* [What you should do]
Each line below needs to be restated word for word.

>>>>>

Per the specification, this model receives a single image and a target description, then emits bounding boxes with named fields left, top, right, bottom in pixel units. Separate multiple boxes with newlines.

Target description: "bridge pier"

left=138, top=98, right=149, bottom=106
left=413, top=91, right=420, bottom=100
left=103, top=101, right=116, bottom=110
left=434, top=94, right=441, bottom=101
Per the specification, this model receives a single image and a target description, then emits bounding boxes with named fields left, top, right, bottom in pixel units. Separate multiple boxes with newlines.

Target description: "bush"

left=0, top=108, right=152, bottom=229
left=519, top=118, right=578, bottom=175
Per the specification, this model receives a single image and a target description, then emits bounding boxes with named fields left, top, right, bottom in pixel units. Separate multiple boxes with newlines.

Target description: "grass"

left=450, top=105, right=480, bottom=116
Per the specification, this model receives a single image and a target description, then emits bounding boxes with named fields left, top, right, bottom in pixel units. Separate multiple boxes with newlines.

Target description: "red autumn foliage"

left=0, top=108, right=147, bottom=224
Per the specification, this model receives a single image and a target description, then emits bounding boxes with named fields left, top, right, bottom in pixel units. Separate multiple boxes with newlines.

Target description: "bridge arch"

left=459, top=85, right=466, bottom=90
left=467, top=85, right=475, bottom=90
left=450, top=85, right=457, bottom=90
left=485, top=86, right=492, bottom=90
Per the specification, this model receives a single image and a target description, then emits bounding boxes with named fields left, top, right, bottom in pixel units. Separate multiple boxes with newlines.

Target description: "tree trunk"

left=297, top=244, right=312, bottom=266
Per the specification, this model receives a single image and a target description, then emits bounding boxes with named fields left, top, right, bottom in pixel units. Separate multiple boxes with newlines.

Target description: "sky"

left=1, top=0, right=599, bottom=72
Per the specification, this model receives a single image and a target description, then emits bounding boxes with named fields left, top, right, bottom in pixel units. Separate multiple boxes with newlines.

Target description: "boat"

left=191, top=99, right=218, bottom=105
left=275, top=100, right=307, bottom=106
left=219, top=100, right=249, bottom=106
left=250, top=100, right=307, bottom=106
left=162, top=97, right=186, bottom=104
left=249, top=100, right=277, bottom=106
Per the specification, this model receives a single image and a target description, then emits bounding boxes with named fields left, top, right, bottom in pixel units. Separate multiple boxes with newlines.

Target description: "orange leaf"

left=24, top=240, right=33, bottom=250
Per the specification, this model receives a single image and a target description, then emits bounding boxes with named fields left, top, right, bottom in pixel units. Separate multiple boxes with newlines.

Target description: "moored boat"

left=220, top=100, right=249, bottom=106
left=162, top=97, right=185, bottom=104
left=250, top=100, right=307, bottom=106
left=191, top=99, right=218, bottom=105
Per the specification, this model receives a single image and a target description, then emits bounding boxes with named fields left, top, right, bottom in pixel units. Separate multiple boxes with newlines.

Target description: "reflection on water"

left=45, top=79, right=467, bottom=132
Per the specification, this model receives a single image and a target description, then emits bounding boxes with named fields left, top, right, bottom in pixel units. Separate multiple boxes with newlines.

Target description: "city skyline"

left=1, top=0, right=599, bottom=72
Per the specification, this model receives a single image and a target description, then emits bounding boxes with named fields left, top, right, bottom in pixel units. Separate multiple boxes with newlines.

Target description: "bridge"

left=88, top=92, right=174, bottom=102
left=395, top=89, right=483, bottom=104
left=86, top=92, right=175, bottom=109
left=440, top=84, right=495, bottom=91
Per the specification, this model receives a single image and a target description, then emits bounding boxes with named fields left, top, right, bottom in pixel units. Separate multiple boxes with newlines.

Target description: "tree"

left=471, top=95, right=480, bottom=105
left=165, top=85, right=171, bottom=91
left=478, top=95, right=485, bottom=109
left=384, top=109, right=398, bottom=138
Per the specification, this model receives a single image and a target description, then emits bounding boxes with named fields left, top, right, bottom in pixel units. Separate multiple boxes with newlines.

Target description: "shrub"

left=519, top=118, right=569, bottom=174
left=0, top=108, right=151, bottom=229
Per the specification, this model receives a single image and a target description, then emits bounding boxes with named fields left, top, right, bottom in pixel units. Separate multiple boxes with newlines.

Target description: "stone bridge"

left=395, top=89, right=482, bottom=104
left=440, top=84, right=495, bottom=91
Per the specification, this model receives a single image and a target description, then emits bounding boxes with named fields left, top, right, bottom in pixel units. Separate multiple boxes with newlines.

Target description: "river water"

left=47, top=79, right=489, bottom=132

<<<<<

* [Finished exercise]
Per the specification, this model receives a single image and a target description, then emits bounding boxes with named fields left, top, right, bottom in pixel units. Separate multiple boxes with newlines.

Target description: "bridge pier"

left=138, top=98, right=149, bottom=106
left=413, top=91, right=420, bottom=100
left=103, top=101, right=116, bottom=110
left=434, top=94, right=441, bottom=101
Per the specification, this model receives a single image and a target description, then emits bounding boxes with named fields left, top, right, bottom in pixel units. Separate multiple boxes with newlines.

Target description: "bush"

left=0, top=108, right=152, bottom=229
left=519, top=118, right=578, bottom=175
Per the specification, this model receives a single image and a target description, then emits bounding boxes with named fields left, top, right, bottom in pixel units. Separate multiple boxes with newlines.

Target description: "grass"

left=450, top=105, right=480, bottom=116
Per the specification, this model receives a single image and a target description, then emits bounding boxes with named fields left, top, right, bottom in pixel units. Separate multiple boxes with newlines.

Target description: "red autumn foliage"

left=0, top=108, right=147, bottom=224
Per the specification, this model receives a single image and a target description, then emits bounding boxes with named fields left, top, right, bottom in pixel units. Separate multiple boxes with newlines.

Target description: "bridge arch"

left=459, top=85, right=466, bottom=90
left=467, top=85, right=475, bottom=90
left=450, top=85, right=457, bottom=90
left=485, top=86, right=492, bottom=90
Per the specification, this model receives a single image and a target description, then emits bounding boxes with named fields left, top, right, bottom in pixel units. Separate multiple boxes with newlines.

Target description: "tree trunk"

left=297, top=244, right=312, bottom=266
Per the specification, this model receives a single image and a target description, then emits bounding boxes with named fields left, top, right, bottom in pixel units. Separate multiple boxes with newlines.

Target description: "sky"

left=1, top=0, right=599, bottom=72
Per the specification, this model receives a single image and a target description, then emits bounding boxes with named fields left, top, right, bottom in pixel units. Separate multiple boxes with newlines.

Target description: "boat"

left=191, top=99, right=218, bottom=105
left=275, top=100, right=307, bottom=106
left=219, top=100, right=249, bottom=106
left=250, top=100, right=307, bottom=106
left=162, top=97, right=186, bottom=104
left=249, top=100, right=277, bottom=106
Per the specification, this model receives a single image and a target description, then emits bounding boxes with named fields left, top, right, bottom in pixel units. Separate multiple boxes with newlines.

Target description: "orange leaf"

left=24, top=240, right=33, bottom=250
Per the specification, this model receives a single image and a target description, then emits bounding boxes with named fields left, top, right, bottom in pixel units. Separate multiple boxes with newlines.

Target description: "moored boat"

left=220, top=100, right=249, bottom=106
left=162, top=97, right=185, bottom=104
left=250, top=100, right=307, bottom=106
left=191, top=99, right=218, bottom=105
Per the specification, this model receives a single image and a target description, then emits bounding boxes with named fields left, top, right, bottom in pixel units. Separate multiple boxes with newlines.

Target description: "reflection on water"

left=45, top=79, right=467, bottom=132
Per the specification, this model receives a single image and a target description, then emits bounding boxes with named fields left, top, right, bottom in pixel units. Separate multiple boxes with newlines.

Target description: "city skyline"

left=1, top=0, right=599, bottom=72
Per the specification, this model receives a single image and a target description, then emits bounding boxes with named fields left, top, right, bottom in pixel units. Separate multiple boxes with newlines.

Target description: "bridge"

left=88, top=92, right=174, bottom=102
left=395, top=89, right=483, bottom=104
left=86, top=92, right=175, bottom=109
left=440, top=84, right=495, bottom=91
Per the specification, this model receives a single image and a target description, then emits bounding boxes with named fields left, top, right, bottom in pixel units. Separate multiple boxes with newlines.

Target description: "tree"

left=471, top=95, right=480, bottom=105
left=165, top=85, right=171, bottom=91
left=478, top=95, right=485, bottom=109
left=384, top=109, right=398, bottom=138
Per the specification, this model receives a single image and a target description, then emits bounding boxes with named fields left, top, right, bottom in pixel units. Separate multiple boxes with newlines.

Target description: "shrub"

left=519, top=118, right=569, bottom=174
left=0, top=108, right=151, bottom=229
Per the specification, this model receives a single image and a target description, then emits bounding boxes with named fields left, top, right, bottom in pixel units. Separate multiple boxes with newlines.

Target description: "stone bridge"

left=395, top=89, right=482, bottom=104
left=440, top=84, right=495, bottom=91
Per the specification, this model receives a single image and a target description, then emits bounding boxes with named fields left, top, right, bottom in pixel units. Separate multiple boxes with newlines.

Target description: "river water"

left=47, top=79, right=489, bottom=132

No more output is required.